Task brief
Write out, from the entries below, exactly the lines that run between the lines holding "pixel 334 360" and "pixel 193 508", inclusive, and stop there.

Exercise data
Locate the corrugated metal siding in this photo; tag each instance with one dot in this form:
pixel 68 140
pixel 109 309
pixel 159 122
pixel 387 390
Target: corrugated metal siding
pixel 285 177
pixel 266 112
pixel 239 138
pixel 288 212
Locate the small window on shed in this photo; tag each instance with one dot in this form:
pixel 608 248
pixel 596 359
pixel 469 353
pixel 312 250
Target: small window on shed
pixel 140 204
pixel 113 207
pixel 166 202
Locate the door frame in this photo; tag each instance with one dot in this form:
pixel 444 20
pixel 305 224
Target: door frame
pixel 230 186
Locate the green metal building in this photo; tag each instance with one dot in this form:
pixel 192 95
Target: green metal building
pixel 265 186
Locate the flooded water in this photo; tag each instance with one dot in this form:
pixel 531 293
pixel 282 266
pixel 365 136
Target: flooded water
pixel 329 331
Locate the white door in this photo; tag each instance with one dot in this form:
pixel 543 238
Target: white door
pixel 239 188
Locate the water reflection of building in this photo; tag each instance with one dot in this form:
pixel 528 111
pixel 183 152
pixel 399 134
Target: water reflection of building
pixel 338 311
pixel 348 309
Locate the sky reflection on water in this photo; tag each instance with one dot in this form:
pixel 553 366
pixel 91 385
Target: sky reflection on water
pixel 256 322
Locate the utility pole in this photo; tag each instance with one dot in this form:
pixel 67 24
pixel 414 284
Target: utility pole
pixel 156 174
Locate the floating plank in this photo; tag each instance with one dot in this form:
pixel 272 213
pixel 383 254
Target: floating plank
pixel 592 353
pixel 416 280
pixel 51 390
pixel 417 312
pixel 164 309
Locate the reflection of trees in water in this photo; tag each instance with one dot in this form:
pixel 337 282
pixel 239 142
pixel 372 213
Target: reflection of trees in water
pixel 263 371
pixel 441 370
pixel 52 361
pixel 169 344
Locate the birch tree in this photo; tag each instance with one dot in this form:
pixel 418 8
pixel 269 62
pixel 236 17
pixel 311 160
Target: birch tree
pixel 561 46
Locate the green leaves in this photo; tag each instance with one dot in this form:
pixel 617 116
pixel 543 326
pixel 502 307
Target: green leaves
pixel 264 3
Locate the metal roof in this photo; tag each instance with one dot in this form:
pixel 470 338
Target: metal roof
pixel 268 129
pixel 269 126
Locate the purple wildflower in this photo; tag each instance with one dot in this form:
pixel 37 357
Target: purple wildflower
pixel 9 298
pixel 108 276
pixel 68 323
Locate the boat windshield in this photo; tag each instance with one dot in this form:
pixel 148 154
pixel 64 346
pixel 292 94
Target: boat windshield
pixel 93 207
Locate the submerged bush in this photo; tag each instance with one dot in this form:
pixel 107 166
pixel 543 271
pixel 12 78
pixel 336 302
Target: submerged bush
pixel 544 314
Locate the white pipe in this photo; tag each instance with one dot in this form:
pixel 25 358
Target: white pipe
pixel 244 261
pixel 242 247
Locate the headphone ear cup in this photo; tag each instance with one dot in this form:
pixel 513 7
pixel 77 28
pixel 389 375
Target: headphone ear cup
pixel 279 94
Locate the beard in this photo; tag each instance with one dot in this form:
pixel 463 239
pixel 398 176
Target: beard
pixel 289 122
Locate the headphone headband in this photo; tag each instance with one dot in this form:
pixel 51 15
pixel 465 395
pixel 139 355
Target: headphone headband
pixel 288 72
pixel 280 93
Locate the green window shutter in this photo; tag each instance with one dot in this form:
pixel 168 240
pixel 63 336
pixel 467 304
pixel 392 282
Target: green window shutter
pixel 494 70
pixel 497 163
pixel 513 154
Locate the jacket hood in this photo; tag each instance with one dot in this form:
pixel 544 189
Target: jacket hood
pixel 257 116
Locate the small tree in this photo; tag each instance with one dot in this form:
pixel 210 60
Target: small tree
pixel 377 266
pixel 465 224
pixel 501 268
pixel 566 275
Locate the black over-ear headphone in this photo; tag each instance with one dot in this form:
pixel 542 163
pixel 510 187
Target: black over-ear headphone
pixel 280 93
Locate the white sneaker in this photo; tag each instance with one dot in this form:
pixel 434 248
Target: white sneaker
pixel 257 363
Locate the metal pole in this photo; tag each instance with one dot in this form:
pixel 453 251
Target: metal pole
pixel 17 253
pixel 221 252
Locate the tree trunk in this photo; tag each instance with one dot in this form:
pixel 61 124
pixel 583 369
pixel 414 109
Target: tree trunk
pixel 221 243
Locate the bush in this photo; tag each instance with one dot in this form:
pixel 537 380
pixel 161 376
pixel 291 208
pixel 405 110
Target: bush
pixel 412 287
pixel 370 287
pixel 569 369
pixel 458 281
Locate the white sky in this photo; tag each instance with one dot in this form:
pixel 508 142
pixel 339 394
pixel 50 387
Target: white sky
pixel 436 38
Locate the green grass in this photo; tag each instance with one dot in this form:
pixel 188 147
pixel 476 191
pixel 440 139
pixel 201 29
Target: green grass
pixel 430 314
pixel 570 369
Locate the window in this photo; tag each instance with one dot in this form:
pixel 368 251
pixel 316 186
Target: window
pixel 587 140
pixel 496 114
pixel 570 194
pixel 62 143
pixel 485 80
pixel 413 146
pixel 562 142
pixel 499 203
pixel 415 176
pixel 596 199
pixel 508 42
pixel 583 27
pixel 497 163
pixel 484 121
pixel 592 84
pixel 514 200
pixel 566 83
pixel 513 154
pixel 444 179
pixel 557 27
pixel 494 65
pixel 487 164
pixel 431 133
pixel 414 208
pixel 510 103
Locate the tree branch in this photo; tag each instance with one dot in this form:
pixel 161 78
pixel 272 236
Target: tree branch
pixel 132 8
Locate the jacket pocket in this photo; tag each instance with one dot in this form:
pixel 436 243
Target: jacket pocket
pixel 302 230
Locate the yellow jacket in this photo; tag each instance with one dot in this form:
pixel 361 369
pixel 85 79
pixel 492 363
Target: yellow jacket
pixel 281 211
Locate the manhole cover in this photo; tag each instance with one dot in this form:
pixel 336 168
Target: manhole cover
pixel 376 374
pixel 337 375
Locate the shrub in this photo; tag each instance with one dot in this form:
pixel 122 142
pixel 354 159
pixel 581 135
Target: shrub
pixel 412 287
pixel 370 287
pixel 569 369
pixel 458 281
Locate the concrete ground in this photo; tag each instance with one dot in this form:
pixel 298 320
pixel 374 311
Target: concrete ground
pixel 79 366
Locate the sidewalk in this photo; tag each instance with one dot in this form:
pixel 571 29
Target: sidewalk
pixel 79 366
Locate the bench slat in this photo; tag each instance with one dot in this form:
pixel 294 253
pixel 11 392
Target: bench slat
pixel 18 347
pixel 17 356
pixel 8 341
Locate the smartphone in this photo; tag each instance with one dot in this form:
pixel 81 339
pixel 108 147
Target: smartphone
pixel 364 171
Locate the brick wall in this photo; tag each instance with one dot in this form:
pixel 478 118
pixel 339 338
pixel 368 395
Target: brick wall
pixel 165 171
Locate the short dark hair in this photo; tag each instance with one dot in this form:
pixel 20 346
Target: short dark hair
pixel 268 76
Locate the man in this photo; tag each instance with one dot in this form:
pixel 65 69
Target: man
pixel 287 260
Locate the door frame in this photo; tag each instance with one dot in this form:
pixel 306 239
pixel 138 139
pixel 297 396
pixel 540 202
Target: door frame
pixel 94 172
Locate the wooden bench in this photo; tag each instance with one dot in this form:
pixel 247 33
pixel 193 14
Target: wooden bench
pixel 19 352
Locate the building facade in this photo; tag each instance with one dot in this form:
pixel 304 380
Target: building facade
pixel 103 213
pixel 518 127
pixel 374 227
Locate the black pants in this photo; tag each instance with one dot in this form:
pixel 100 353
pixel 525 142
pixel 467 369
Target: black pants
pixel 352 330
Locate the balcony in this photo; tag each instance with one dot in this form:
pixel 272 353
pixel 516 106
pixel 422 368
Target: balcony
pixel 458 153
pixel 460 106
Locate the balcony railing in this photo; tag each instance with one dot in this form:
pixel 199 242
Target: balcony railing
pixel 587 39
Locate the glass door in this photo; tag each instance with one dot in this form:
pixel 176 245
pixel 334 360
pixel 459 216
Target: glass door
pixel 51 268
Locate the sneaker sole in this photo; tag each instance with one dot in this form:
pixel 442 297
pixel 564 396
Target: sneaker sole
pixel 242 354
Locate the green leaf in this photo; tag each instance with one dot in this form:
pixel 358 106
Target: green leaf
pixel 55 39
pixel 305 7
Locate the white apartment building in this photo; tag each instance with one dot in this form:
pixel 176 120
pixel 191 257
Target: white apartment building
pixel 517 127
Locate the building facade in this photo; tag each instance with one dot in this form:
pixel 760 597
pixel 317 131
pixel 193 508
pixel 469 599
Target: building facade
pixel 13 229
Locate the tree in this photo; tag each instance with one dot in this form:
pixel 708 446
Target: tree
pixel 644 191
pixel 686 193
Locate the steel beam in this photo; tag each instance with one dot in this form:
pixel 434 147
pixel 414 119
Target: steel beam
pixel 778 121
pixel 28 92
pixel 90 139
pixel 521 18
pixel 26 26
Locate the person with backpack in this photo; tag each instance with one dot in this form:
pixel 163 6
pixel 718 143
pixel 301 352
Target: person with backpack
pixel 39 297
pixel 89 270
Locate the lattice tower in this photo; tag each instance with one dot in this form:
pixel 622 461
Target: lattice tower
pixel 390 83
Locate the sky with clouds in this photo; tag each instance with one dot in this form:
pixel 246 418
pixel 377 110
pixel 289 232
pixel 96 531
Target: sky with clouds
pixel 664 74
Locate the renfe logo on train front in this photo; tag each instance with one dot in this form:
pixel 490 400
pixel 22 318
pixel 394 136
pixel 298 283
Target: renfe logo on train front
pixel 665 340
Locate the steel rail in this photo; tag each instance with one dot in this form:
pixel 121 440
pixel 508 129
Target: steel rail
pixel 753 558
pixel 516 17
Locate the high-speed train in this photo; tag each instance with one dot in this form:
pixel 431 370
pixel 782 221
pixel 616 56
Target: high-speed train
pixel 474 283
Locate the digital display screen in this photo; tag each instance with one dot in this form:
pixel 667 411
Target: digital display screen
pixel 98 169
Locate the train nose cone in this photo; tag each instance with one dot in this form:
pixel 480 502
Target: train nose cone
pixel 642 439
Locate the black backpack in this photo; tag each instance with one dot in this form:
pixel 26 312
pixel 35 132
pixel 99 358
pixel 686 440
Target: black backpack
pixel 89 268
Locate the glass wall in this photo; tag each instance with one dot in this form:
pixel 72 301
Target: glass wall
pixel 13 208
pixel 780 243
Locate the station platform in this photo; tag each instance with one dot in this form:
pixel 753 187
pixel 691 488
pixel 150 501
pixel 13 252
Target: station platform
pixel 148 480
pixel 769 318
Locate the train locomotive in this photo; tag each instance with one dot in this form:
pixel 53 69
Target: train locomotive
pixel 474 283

Written answer
pixel 334 360
pixel 459 216
Target: glass door
pixel 51 268
Locate the sneaker sole in this photo; tag each instance with one dot in this form:
pixel 442 297
pixel 564 396
Target: sneaker sole
pixel 242 354
Locate the green leaf in this photo; tag each instance with one dot in this form:
pixel 358 106
Target: green leaf
pixel 55 39
pixel 305 7
Locate the white apartment building in this photo; tag each instance with one dot in this form:
pixel 176 120
pixel 191 257
Target: white apartment building
pixel 517 127
Locate the building facade in this photo; tag each instance with one dot in this form:
pixel 760 597
pixel 317 131
pixel 193 508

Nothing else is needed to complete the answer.